Stored items
━━━━━━━━━━━━━━━━━━━━
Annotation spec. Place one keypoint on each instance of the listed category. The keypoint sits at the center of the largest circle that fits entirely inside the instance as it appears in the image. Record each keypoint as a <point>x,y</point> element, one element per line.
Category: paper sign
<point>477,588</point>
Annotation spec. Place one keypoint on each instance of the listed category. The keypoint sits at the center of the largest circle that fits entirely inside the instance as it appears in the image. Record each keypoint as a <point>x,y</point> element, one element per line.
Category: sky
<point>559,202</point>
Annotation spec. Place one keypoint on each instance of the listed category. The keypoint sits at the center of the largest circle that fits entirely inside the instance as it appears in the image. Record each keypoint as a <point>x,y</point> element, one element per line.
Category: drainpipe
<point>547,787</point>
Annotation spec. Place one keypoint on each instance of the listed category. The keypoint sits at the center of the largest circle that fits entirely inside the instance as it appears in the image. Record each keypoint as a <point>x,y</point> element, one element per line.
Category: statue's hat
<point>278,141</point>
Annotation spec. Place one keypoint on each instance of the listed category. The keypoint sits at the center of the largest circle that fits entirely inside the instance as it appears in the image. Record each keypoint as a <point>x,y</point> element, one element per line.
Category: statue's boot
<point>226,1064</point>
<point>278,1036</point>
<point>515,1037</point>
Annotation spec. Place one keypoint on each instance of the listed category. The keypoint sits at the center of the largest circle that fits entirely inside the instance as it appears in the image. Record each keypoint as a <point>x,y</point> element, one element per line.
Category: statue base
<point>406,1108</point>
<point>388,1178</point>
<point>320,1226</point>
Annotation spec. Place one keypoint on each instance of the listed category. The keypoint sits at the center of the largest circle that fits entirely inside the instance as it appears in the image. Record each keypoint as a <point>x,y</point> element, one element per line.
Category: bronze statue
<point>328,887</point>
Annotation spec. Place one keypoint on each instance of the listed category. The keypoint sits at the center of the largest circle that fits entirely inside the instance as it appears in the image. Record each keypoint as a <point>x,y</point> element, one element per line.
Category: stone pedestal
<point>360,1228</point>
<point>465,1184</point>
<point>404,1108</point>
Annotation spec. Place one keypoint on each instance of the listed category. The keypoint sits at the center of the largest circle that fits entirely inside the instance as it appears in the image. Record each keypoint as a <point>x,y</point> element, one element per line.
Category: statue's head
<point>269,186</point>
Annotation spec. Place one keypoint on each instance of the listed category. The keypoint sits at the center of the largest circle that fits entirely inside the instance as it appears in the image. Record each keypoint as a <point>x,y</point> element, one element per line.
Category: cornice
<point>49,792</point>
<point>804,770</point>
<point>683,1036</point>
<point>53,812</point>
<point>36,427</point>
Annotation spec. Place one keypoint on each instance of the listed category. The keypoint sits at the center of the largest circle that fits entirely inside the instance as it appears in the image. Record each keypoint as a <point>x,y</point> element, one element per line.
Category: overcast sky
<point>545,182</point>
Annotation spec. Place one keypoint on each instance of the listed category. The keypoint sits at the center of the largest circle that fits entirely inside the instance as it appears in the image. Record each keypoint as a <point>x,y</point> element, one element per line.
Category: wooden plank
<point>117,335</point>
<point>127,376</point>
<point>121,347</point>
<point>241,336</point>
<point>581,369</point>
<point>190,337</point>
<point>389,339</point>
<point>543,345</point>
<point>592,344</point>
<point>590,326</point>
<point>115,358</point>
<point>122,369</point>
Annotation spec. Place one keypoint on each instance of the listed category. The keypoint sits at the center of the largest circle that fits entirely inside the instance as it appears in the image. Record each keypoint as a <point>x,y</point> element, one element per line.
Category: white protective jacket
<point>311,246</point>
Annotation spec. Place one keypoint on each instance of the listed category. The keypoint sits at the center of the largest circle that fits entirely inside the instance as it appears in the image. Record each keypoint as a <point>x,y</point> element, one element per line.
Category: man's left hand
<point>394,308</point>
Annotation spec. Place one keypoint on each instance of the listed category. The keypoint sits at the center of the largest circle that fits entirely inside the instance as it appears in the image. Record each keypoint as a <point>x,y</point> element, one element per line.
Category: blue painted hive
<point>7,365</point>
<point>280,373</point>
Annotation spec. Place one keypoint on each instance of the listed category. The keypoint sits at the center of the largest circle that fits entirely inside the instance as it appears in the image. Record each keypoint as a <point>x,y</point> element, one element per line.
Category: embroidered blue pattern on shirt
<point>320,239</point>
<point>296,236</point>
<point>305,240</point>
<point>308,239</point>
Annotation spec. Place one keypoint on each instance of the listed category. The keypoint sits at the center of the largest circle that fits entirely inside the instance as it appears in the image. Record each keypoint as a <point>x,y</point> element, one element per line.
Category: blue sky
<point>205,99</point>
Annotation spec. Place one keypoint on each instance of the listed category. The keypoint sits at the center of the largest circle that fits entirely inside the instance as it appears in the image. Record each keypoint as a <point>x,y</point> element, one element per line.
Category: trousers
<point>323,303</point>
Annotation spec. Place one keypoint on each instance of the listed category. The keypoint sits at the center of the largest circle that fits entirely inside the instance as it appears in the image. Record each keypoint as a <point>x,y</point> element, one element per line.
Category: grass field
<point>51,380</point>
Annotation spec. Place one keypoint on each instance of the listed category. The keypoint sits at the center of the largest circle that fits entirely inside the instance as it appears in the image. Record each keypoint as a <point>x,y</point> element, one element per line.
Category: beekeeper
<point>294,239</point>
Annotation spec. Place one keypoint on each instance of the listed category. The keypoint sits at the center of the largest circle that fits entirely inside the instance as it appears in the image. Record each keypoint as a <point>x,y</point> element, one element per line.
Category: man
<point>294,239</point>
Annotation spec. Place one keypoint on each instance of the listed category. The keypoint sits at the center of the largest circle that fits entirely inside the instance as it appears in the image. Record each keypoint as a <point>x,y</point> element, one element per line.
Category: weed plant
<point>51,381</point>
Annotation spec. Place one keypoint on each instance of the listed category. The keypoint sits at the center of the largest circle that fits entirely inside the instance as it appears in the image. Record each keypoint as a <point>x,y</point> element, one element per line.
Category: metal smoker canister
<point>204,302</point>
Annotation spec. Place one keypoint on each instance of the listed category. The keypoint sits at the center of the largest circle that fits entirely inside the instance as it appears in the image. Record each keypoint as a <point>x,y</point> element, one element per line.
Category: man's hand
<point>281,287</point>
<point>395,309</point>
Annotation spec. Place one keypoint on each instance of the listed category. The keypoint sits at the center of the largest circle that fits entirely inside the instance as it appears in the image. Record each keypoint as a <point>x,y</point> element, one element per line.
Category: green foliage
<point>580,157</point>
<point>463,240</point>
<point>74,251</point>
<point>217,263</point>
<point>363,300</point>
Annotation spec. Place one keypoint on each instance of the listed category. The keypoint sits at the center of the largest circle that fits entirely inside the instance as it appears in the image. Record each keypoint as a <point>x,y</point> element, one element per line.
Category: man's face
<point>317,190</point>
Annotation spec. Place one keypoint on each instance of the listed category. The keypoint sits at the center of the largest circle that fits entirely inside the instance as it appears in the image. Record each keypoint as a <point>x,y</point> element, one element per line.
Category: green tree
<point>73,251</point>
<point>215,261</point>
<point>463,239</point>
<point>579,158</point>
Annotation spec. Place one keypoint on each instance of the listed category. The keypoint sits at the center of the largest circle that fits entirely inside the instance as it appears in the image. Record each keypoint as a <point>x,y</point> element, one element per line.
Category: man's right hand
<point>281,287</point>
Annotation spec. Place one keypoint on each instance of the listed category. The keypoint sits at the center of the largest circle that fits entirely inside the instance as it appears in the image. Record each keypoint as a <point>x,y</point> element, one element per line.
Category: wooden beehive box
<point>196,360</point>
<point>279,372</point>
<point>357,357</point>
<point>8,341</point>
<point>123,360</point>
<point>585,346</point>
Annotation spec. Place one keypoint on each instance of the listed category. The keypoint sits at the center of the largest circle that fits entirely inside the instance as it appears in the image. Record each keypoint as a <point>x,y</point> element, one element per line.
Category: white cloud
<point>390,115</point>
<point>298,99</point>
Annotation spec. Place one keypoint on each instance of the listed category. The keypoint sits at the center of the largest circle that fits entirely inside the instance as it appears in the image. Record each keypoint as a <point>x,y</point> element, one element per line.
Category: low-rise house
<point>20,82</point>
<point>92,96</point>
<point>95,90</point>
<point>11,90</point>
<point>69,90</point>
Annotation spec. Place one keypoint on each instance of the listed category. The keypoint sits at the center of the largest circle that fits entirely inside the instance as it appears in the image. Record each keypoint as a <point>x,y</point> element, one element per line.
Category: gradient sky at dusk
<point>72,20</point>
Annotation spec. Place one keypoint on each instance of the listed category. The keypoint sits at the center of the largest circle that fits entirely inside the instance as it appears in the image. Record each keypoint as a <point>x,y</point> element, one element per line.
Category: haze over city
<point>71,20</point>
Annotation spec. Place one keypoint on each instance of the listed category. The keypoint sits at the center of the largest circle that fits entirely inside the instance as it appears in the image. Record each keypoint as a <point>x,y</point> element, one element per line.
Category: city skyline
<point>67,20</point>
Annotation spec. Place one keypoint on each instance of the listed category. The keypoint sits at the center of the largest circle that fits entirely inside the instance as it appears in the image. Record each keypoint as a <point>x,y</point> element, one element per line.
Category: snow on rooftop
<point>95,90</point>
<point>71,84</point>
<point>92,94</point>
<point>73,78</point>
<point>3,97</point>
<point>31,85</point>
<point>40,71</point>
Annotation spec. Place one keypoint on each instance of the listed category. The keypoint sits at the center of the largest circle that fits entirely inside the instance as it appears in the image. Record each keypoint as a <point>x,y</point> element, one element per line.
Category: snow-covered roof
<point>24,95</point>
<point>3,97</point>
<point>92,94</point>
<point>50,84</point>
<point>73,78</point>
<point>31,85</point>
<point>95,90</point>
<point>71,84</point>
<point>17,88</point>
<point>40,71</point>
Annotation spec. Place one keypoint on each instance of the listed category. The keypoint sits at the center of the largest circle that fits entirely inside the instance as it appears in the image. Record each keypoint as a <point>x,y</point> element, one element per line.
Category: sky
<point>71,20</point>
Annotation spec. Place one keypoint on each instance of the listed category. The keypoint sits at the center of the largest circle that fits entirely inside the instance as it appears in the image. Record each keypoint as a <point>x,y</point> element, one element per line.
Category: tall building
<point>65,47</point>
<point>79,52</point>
━━━━━━━━━━━━━━━━━━━━
Written request
Select each line in the listing above that includes the word "white", and copy those lines out.

Completed task
Category: white protective jacket
Category: white cloud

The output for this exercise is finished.